* Provided text *
------------------------------------------------------------
# $250 per Day Dove Hunts in Texas



## hunter9494 (Jan 21, 2007)

unreal. i had an unsolicited offer by email today from an ******* in south Texas for lodging, 3 meals and 1 day of dove hunting...all for only $250 per day!

i answered back and told him to kiss my *** and stop sending me stupid solicitations any more. of course he was ****** and replied he had lots of guys who had booked his dove hunt for that price and i didn't realize that his deal was a good one!

i countered and told him that proves only one thing......there are more Texans with huge amounts of discretionary income and damn few brains to go with it. better hope these ******** never figured out the beauty of ND!


----------



## 280IM (Mar 28, 2005)

hunter 9494 comments

"i countered and told him that proves only one thing......there are more Texans with huge amounts of discretionary income and damn few brains to go with it. better hope these a$$holes never figured out the beauty of 
ND!"

Do you think there could be a Texan on this site?

People in Texas have computers that is where you got your e-mail. I am sure they [being Texans] have figured out the beauty of ND. You should get a job in PR work you have a gift of this type of work!!!!!!!


----------



## hunter9494 (Jan 21, 2007)

you think?? :roll:


----------



## neb_bo (Feb 3, 2007)

so whats your point, i see ads on tv for stuff ill never buy or use every day, i dont call them ********, and tell em theyre stupid.


----------



## Robert A. Langager (Feb 22, 2002)

The point is the fact that the aholes in question resorted to the use of SPAM, which automatically makes them aholes, regardless of the product.
------------------------------------------------------------
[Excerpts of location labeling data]

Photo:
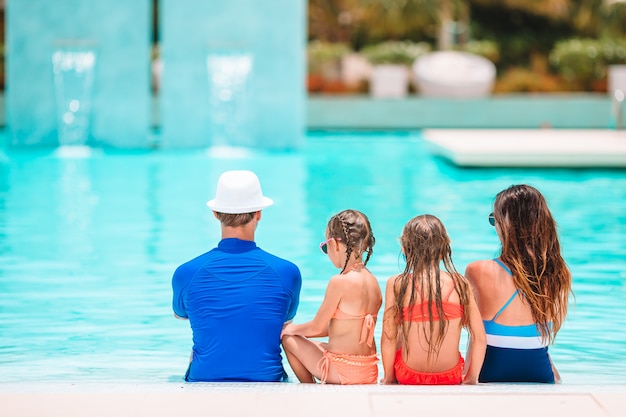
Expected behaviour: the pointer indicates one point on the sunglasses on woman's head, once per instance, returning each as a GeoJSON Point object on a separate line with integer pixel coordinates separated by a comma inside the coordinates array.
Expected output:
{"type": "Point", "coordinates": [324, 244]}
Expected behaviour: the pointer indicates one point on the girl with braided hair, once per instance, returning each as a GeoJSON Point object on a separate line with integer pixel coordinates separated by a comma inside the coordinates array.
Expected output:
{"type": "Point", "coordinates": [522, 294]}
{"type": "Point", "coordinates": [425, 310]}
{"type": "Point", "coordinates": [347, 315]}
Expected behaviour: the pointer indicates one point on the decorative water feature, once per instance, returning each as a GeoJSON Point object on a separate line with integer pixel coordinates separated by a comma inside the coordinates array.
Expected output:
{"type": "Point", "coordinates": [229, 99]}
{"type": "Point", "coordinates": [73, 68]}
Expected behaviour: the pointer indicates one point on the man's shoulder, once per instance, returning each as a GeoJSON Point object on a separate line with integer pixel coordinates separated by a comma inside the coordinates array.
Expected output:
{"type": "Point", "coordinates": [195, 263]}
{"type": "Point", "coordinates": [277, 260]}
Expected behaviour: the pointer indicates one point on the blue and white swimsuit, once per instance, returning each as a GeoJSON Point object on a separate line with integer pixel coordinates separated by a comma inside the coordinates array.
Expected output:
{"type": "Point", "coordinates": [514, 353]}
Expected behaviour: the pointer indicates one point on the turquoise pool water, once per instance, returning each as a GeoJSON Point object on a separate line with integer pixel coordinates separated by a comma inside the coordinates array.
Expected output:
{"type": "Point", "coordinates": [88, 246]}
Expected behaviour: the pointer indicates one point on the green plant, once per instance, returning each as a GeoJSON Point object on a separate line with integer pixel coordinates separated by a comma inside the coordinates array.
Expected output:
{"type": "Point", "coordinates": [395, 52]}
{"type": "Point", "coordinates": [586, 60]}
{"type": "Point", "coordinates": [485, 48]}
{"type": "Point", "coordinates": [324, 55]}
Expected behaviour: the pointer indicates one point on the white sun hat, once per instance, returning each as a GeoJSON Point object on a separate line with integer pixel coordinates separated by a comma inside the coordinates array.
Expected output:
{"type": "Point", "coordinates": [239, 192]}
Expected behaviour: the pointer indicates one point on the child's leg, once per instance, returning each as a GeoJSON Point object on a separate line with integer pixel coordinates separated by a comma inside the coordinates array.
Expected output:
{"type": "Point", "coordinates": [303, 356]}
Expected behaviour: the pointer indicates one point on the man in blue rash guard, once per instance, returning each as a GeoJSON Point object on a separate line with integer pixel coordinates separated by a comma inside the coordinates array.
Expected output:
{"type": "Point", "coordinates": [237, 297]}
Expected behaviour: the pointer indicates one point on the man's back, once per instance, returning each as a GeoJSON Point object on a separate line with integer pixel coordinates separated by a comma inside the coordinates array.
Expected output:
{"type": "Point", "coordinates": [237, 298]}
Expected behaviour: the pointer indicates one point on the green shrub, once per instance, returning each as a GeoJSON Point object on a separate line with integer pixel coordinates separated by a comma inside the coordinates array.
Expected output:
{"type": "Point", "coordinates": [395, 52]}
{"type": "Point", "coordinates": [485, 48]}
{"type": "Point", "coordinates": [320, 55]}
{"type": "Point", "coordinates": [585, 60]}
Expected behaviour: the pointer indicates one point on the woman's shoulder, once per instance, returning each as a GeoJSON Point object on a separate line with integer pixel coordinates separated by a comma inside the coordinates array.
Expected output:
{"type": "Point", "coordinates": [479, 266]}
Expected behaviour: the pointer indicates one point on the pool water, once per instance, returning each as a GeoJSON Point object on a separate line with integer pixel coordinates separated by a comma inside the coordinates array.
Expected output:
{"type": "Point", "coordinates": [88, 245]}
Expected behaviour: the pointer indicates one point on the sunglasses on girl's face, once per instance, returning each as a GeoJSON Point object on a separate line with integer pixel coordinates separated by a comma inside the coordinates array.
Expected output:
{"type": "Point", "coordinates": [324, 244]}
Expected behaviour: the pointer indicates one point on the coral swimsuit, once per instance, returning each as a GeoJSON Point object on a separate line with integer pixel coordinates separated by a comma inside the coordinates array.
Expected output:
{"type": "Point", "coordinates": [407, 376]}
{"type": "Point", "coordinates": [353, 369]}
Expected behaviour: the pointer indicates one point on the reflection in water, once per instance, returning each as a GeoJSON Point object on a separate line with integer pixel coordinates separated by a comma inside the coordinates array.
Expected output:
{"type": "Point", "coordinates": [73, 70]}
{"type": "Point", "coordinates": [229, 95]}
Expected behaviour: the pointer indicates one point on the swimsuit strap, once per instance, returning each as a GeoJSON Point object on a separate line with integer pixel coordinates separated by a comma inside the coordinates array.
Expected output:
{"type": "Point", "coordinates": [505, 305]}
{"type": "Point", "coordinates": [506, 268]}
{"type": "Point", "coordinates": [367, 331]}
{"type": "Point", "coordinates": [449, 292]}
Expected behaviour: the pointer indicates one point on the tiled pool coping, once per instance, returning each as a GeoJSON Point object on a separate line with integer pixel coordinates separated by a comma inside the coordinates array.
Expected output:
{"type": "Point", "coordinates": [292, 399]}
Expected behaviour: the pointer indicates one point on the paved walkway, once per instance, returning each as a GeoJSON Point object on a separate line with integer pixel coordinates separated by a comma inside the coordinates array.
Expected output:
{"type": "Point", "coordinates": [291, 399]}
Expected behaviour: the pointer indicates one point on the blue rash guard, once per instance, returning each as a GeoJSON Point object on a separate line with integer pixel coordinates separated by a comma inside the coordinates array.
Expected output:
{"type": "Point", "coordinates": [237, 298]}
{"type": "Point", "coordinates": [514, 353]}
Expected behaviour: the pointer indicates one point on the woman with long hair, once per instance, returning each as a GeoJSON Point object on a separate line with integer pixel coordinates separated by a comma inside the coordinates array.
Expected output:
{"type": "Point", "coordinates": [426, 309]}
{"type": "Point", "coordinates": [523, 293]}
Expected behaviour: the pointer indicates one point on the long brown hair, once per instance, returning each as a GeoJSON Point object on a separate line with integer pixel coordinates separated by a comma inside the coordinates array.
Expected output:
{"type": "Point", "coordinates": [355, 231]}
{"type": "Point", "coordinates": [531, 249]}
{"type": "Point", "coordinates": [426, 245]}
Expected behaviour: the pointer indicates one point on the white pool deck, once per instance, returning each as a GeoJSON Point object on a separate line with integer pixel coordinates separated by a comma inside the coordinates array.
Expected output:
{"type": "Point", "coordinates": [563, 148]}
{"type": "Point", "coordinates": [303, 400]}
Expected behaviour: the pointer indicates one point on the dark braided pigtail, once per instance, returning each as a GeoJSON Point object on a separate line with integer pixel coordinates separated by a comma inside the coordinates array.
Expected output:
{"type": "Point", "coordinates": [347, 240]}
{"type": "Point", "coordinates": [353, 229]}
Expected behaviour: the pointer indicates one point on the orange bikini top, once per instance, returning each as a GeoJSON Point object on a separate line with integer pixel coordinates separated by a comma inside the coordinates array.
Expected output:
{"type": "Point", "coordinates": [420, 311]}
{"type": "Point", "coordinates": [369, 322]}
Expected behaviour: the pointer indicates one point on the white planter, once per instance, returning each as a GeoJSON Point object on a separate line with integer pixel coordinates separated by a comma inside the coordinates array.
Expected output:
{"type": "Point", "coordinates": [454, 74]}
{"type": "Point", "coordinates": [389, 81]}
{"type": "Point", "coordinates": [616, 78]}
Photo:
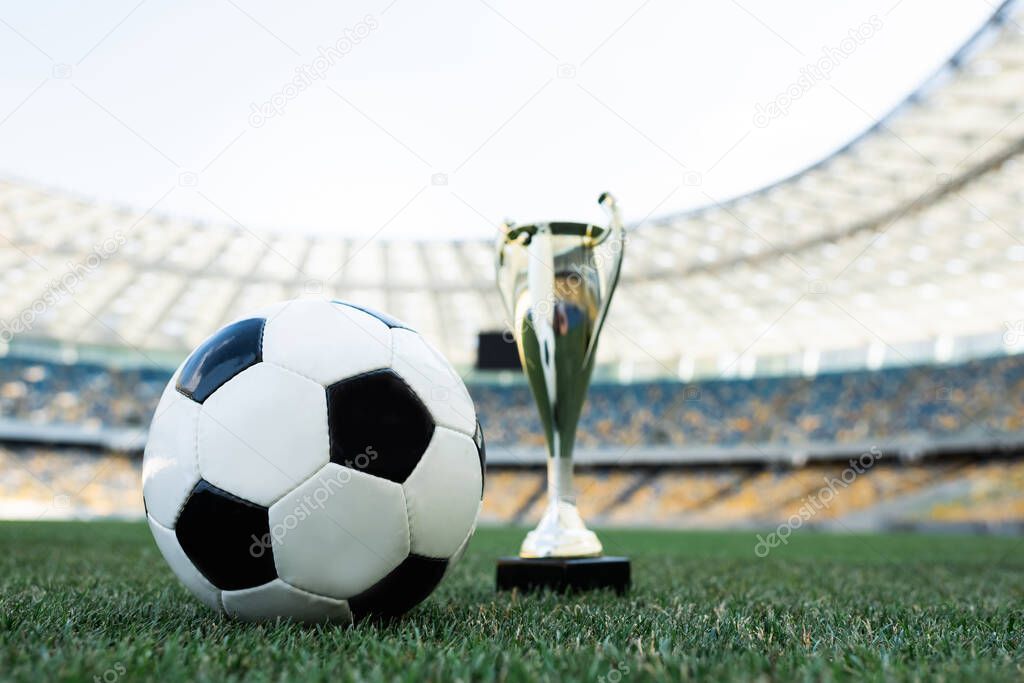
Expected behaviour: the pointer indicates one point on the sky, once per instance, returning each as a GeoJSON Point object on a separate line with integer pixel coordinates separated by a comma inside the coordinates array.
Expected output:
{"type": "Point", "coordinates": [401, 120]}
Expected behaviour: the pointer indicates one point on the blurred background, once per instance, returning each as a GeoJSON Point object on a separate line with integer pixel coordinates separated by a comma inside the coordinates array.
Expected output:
------------------------------------------------------------
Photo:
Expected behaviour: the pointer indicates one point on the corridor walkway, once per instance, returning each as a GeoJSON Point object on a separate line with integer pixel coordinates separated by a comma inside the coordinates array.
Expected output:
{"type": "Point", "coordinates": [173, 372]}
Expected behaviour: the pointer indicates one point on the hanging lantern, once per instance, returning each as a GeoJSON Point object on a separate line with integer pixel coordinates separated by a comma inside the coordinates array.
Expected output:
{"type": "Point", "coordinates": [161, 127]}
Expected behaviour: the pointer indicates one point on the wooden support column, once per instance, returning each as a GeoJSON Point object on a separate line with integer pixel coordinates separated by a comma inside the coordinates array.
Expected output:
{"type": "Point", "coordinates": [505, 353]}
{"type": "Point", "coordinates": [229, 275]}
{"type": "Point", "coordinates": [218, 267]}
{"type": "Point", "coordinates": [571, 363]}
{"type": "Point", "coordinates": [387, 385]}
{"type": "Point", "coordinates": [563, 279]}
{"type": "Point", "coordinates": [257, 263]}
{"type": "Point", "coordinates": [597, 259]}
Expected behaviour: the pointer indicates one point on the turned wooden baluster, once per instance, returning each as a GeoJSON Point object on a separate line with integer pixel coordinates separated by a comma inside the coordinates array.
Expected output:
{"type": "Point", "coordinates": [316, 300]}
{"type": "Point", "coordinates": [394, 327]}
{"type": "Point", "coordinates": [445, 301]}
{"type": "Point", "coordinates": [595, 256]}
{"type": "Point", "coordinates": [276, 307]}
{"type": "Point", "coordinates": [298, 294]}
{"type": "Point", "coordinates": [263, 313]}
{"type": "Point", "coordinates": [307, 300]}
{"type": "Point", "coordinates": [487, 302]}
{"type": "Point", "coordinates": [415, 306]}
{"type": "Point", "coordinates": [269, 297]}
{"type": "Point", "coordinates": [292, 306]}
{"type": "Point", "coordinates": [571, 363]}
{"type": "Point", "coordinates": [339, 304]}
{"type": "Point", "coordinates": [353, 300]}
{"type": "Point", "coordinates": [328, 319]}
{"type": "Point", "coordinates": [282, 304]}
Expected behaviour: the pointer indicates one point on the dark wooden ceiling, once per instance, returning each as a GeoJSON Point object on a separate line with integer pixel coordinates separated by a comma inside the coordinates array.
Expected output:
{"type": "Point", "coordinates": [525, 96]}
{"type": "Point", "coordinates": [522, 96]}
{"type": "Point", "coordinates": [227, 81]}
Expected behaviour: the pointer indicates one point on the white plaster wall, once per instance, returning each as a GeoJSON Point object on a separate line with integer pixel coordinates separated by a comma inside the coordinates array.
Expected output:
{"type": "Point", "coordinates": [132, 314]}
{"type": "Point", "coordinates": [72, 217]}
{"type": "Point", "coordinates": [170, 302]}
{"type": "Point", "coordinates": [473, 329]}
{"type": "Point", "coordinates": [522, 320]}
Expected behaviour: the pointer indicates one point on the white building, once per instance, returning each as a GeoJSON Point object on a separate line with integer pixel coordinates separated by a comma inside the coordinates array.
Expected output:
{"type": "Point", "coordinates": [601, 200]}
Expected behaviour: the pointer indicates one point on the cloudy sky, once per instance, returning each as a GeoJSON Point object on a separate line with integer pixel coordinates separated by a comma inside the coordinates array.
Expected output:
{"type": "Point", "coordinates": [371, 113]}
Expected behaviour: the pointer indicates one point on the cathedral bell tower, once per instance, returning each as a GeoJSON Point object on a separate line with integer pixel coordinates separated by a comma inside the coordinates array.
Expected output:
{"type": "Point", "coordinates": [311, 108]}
------------------------------------------------------------
* Required tasks *
A – From the dove hunt thread, extract the passage from "# $250 per Day" up to and including "a good one!".
B – In the dove hunt thread, what reason does Robert A. Langager give for calling the people who sent the hunt offer by that insult, and what role does the product play in his judgment?

* Responses to the exercise *
A –
# $250 per Day Dove Hunts in Texas



## hunter9494 (Jan 21, 2007)

unreal. i had an unsolicited offer by email today from an ******* in south Texas for lodging, 3 meals and 1 day of dove hunting...all for only $250 per day!

i answered back and told him to kiss my *** and stop sending me stupid solicitations any more. of course he was ****** and replied he had lots of guys who had booked his dove hunt for that price and i didn't realize that his deal was a good one!

B – He says they resorted to spam to send their offer, and in his view using spam by itself automatically earns them the insult. The product plays no part, since he says this holds regardless of what is being sold.